===== EXTRACTED ENTRIES

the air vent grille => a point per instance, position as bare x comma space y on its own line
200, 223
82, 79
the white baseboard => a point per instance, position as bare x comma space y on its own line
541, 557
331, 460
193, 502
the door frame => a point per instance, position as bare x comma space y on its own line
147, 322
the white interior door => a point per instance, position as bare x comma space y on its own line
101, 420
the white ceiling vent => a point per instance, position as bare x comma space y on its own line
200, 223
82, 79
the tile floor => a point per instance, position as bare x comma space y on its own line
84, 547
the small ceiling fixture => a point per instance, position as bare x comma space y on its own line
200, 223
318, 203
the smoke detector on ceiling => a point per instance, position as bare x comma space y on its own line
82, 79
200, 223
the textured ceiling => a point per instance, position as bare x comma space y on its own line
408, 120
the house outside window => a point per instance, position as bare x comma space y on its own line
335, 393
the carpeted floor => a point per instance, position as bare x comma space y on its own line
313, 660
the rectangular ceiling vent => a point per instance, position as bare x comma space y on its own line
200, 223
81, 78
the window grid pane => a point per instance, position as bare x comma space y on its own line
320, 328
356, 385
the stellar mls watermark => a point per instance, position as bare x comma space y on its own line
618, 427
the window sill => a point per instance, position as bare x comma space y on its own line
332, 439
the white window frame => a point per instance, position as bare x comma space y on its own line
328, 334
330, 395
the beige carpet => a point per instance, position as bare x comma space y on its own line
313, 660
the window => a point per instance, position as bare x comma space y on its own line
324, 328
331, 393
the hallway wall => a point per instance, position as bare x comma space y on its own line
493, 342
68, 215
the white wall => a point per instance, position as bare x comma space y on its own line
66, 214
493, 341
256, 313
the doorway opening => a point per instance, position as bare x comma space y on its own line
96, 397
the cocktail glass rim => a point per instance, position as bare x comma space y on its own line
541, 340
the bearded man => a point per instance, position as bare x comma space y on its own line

==========

TRY IT ->
The response has to match the records above word for word.

ANSWER BOX ->
the air vent grille => a point per instance, position as bare x comma space y on its own line
200, 223
82, 79
the white baseboard => a point per instance, position as bare x comma space y on its own line
541, 557
331, 460
193, 502
the door frame => a point per instance, position as bare x comma space y on its own line
147, 322
the white interior door => a point per instance, position as bare x comma space y on its own line
101, 420
the white ceiling vent => a point per instance, position as bare x comma space y on its own line
200, 223
82, 79
the tile floor => a point per instance, position as bare x comma space y on its own line
84, 547
the small ceiling fixture => a point per instance, position as bare x comma space y on its own line
200, 223
318, 203
the smoke detector on ceiling => a point per instance, position as bare x comma space y on its own line
82, 79
200, 223
the textured ceiling => a point per instance, position as bare x comma space y on its own line
408, 120
the house outside window => a point per instance, position as bare x comma space y on its own line
335, 393
the carpeted floor => a point per instance, position as bare x comma space y on its own line
313, 660
the rectangular ceiling vent => a point per instance, position as bare x comma space y on its own line
200, 223
81, 78
the window grid pane => a point per instance, position as bare x comma space y on its own line
320, 328
356, 385
the stellar mls watermark => a point per instance, position as bare x comma space y on its own line
618, 427
the window sill => a point per instance, position as bare x comma space y on its own line
332, 439
the white window frame => a point per instance, position as bare x comma space y on its own line
328, 334
330, 395
the beige carpet => a point per instance, position as bare x comma space y on its own line
313, 660
the window => a point per instance, position as bare x comma space y on its own line
324, 328
331, 393
the hallway wall => a point per instance, position as bare x comma space y on its own line
493, 342
68, 215
the white wall => a point per instance, position as bare x comma space y on its own line
66, 214
493, 341
256, 313
the doorway opening => a point per instance, position as bare x comma space y on its own line
96, 397
the cocktail glass rim => a point per instance, position as bare x comma space y on its own line
541, 340
the bearded man => a point per instance, position as bare x comma space y on its own line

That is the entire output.